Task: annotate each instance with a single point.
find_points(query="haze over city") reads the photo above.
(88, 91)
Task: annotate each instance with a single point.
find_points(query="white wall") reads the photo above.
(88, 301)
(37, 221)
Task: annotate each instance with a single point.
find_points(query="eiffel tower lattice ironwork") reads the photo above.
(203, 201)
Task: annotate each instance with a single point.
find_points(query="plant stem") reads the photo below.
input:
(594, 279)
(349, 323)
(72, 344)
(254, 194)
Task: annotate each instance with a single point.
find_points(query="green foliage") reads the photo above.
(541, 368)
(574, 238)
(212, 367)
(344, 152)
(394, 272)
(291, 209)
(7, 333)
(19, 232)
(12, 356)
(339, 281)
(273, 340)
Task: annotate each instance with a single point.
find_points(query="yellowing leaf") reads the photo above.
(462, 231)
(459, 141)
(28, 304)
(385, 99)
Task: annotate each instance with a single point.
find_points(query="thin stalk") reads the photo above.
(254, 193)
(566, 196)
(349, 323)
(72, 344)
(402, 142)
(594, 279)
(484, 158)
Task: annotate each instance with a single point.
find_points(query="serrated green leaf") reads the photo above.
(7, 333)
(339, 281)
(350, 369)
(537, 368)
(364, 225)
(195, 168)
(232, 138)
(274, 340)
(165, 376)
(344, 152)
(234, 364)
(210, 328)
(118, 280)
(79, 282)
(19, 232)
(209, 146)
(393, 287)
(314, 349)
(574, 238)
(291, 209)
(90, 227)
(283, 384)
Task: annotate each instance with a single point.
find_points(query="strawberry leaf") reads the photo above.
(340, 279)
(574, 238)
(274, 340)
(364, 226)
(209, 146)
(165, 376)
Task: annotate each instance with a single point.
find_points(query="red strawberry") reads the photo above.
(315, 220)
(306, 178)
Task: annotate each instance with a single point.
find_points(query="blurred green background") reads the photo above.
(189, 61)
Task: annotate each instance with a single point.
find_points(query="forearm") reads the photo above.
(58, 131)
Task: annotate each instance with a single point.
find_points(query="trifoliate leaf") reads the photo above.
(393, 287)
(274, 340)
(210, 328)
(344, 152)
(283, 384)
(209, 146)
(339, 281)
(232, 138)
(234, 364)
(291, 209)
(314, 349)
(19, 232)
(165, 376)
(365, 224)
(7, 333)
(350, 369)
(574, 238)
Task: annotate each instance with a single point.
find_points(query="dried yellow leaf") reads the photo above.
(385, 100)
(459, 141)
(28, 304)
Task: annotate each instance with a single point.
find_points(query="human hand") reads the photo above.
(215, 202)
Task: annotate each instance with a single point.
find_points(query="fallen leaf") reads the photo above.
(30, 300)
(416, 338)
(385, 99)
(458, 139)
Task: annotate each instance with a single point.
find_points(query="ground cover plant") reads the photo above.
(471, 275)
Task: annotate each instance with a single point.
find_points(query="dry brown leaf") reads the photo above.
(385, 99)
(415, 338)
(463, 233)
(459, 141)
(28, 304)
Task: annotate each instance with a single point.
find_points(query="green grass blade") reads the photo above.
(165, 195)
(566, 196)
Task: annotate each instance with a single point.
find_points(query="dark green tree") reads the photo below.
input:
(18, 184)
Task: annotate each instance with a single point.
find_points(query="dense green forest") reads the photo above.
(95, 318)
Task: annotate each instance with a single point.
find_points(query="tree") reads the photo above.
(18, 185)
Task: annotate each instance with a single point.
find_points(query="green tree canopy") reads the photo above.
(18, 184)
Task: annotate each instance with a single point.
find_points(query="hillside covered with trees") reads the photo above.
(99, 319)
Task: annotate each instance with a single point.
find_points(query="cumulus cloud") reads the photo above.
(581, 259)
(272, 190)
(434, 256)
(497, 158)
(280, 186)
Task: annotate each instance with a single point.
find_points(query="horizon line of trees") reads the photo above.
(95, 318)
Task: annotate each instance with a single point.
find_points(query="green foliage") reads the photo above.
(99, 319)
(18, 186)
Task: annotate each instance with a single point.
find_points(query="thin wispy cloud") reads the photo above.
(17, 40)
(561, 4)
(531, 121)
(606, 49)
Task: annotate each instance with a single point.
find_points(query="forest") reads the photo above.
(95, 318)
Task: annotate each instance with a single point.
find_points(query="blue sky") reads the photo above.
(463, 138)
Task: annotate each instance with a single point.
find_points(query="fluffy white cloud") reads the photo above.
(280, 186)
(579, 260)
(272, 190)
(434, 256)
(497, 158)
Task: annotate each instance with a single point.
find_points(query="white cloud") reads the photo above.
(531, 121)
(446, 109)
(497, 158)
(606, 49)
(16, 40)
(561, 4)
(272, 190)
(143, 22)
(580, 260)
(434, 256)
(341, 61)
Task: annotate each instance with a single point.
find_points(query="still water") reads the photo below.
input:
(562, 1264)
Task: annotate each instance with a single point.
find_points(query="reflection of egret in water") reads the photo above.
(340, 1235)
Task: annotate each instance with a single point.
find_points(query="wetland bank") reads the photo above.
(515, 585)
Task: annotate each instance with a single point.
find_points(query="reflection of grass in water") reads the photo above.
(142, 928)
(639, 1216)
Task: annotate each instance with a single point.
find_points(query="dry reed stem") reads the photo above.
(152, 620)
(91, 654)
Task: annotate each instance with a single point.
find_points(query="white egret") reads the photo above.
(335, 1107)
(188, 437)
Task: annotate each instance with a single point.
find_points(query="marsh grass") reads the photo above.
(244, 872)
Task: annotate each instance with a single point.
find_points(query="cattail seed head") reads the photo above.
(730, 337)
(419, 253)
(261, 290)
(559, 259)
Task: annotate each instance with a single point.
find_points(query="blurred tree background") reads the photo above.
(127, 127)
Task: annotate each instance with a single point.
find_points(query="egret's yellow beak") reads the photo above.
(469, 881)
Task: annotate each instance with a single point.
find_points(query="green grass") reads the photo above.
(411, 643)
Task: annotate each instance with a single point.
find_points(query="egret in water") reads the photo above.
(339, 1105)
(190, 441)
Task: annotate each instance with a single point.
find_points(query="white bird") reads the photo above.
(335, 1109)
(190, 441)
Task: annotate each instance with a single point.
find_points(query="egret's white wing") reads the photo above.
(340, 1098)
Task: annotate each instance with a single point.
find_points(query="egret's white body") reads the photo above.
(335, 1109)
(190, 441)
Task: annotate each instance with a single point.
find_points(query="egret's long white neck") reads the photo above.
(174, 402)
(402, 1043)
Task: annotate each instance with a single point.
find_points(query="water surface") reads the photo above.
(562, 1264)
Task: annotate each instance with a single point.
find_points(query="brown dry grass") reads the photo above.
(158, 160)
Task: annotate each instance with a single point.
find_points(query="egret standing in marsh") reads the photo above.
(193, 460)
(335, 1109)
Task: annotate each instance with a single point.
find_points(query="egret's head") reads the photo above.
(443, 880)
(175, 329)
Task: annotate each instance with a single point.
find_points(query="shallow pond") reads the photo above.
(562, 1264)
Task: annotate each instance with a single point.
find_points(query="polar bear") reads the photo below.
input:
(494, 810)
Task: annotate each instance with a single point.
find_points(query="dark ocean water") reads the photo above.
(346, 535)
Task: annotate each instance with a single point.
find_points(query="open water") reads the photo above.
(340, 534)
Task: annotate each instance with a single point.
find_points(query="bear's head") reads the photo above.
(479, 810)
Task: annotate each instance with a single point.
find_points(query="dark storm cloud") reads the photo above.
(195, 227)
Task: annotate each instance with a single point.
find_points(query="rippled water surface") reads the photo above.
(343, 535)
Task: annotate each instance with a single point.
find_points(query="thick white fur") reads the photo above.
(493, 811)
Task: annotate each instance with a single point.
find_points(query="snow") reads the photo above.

········

_ACTIVITY_
Copy every line of the records, leaving nothing out.

_RESPONSE TO THIS TASK_
Task: annotate each instance with a single point.
find_points(query="haze over city") reads the photo above.
(88, 91)
Task: annotate each instance with a single point.
find_points(query="white wall") reads the photo above.
(88, 301)
(37, 221)
Task: annotate each instance with a single point.
find_points(query="eiffel tower lattice ironwork") reads the photo above.
(203, 201)
Task: annotate each instance with a single point.
find_points(query="plant stem") reads the photo below.
input:
(594, 279)
(349, 323)
(72, 344)
(254, 194)
Task: annotate each instance with a single point.
find_points(query="green foliage") reads the photo above.
(541, 368)
(574, 238)
(212, 367)
(344, 152)
(394, 272)
(291, 209)
(7, 333)
(19, 232)
(12, 356)
(339, 281)
(273, 340)
Task: annotate each instance with a single point.
find_points(query="yellowing leaf") reads the photo above.
(462, 231)
(459, 141)
(28, 304)
(385, 99)
Task: annotate each instance with a single point.
find_points(query="thin stalk") reads the photo above.
(254, 193)
(566, 196)
(349, 323)
(72, 344)
(402, 142)
(594, 279)
(484, 158)
Task: annotate each instance with a single point.
find_points(query="serrated green leaf") reads the photo above.
(7, 333)
(339, 281)
(350, 369)
(537, 368)
(364, 225)
(195, 168)
(232, 138)
(274, 340)
(165, 376)
(344, 152)
(234, 364)
(210, 328)
(118, 280)
(79, 282)
(19, 232)
(209, 146)
(393, 287)
(314, 349)
(574, 238)
(291, 209)
(90, 227)
(283, 384)
Task: annotate each instance with a single point.
find_points(query="strawberry leaf") reads the photo above.
(340, 279)
(574, 238)
(274, 340)
(364, 226)
(209, 146)
(165, 376)
Task: annotate each instance with a single point.
find_points(query="red strawberry") reads the photo above.
(315, 220)
(306, 178)
Task: annotate each instance with a single point.
find_points(query="blurred green background") reads the photo above.
(189, 61)
Task: annotate each instance with a single point.
find_points(query="forearm") reads the photo above.
(58, 131)
Task: annotate each instance with a single point.
find_points(query="trifoliate leaf") reads the photo above.
(393, 287)
(274, 340)
(210, 328)
(344, 152)
(283, 384)
(209, 146)
(339, 281)
(232, 138)
(234, 364)
(291, 209)
(314, 349)
(19, 232)
(165, 376)
(365, 224)
(7, 333)
(350, 369)
(574, 238)
Task: annotate each instance with a single point.
find_points(query="dried yellow leaf") reads the photo above.
(385, 100)
(459, 141)
(28, 304)
Task: annotate each instance with a single point.
find_points(query="human hand") reads the photo above.
(215, 202)
Task: annotate each instance with a single point.
find_points(query="fallen leaf") reads the photo above.
(30, 300)
(416, 338)
(385, 99)
(458, 139)
Task: annotate each instance with a single point.
find_points(query="ground cover plant") reads the photo above.
(471, 275)
Task: annotate each instance with a single point.
find_points(query="dry brown leaf") reads the photo above.
(385, 99)
(415, 338)
(463, 233)
(459, 141)
(28, 304)
Task: annotate each instance with a single point.
find_points(query="green grass blade") reads the photo above.
(165, 195)
(566, 196)
Task: annotate each instance with a single point.
find_points(query="dark green tree") reads the photo below.
input:
(18, 184)
Task: annotate each instance with a single point.
find_points(query="dense green forest") reads the photo above.
(95, 318)
Task: annotate each instance with a single point.
find_points(query="tree") reads the photo above.
(18, 185)
Task: annotate each instance with a single point.
find_points(query="green tree canopy") reads the photo above.
(18, 184)
Task: annotate each instance with a single point.
find_points(query="hillside covered with trees") reads the photo above.
(99, 319)
Task: annotate each instance with a single point.
find_points(query="cumulus cloud") reads the photo above.
(581, 259)
(272, 190)
(434, 256)
(497, 158)
(280, 186)
Task: annotate each instance with a single point.
find_points(query="horizon line of trees") reads the photo above.
(95, 318)
Task: annotate each instance with a single point.
find_points(query="green foliage") reads the photo above.
(99, 319)
(18, 186)
Task: annotate each instance with a single point.
find_points(query="thin wispy cloud") reads the photo above.
(17, 40)
(561, 4)
(531, 121)
(606, 49)
Task: annotate each instance with a single point.
find_points(query="forest") reads the photo above.
(95, 318)
Task: annotate each instance with a single point.
find_points(query="blue sky") reads the photo above.
(463, 138)
Task: annotate each instance with a single point.
find_points(query="fluffy white cloud") reads the photo above.
(280, 186)
(579, 260)
(272, 190)
(434, 256)
(497, 158)
Task: annotate each instance with a single point.
find_points(query="white cloud") reads the photo above.
(531, 121)
(446, 109)
(497, 158)
(606, 49)
(16, 40)
(561, 4)
(272, 190)
(143, 22)
(580, 260)
(434, 256)
(341, 61)
Task: annotate each instance with a single point.
find_points(query="still water") reads the photo below.
input:
(562, 1264)
Task: annotate each instance with a single point.
find_points(query="reflection of egret in water") reads the photo above.
(340, 1235)
Task: annotate each instance with a single point.
find_points(query="wetland bank") reads the photo above.
(515, 585)
Task: annotate each instance with a single point.
find_points(query="reflection of grass in water") reads the photo above.
(142, 928)
(639, 1216)
Task: annotate each instance with a single point.
find_points(query="dry reed stem") reads the photo above.
(152, 620)
(91, 654)
Task: annotate each instance with a single point.
find_points(query="white egret") reads the photo above.
(335, 1107)
(188, 437)
Task: annotate each instance with a single point.
find_points(query="marsh grass") reads the photo above.
(244, 872)
Task: annotate each instance with a single point.
find_points(query="cattail seed head") reads the photo above.
(730, 337)
(419, 253)
(261, 290)
(559, 259)
Task: annotate each instance with a single point.
find_points(query="blurred tree background") reads the photo above.
(127, 127)
Task: annotate each instance with a single point.
find_points(query="egret's yellow beak") reads the photo above.
(469, 881)
Task: annotate each instance with a single point.
find_points(query="green grass") reads the photo above.
(411, 643)
Task: annotate each instance with a single point.
find_points(query="egret in water") reads the photo above.
(339, 1105)
(190, 441)
Task: annotate each instance with a single point.
find_points(query="white bird") reads the photo above.
(335, 1109)
(190, 441)
Task: annotate each instance with a single point.
find_points(query="egret's white wing") reads the photo above.
(340, 1098)
Task: annotate each instance with a single point.
find_points(query="egret's white body") reads the photo above.
(335, 1109)
(190, 441)
Task: annotate each instance with a single point.
find_points(query="egret's long white neck") reads the photo above.
(174, 402)
(402, 1043)
Task: annotate each instance with a single point.
find_points(query="water surface") reads the photo above.
(562, 1264)
Task: annotate each instance with a single point.
find_points(query="brown dry grass") reads the photo above.
(158, 160)
Task: annotate each instance with a single point.
find_points(query="egret standing in marsh") reads the photo above.
(193, 460)
(335, 1109)
Task: annotate each instance with a single point.
find_points(query="egret's head") reads the photo above.
(443, 880)
(175, 329)
Task: annotate each instance with a single point.
find_points(query="shallow pond") reads the photo above.
(562, 1264)
Task: annotate each instance with a single point.
find_points(query="polar bear") reads the photo below.
input:
(494, 810)
Task: annotate each instance with a single point.
find_points(query="dark ocean water") reads the photo above.
(346, 535)
Task: annotate each instance with a single point.
find_points(query="open water") reads the photo above.
(340, 534)
Task: annotate each instance with a single point.
find_points(query="bear's head") reads the photo above.
(479, 810)
Task: annotate each instance with a single point.
find_points(query="dark storm cloud") reads the photo above.
(195, 227)
Task: annotate each instance with a single point.
find_points(query="rippled water surface") reads the photo above.
(343, 535)
Task: annotate each instance with a single point.
find_points(query="thick white fur") reads the photo above.
(493, 811)
Task: annotate each instance with a single point.
find_points(query="snow") reads the photo above.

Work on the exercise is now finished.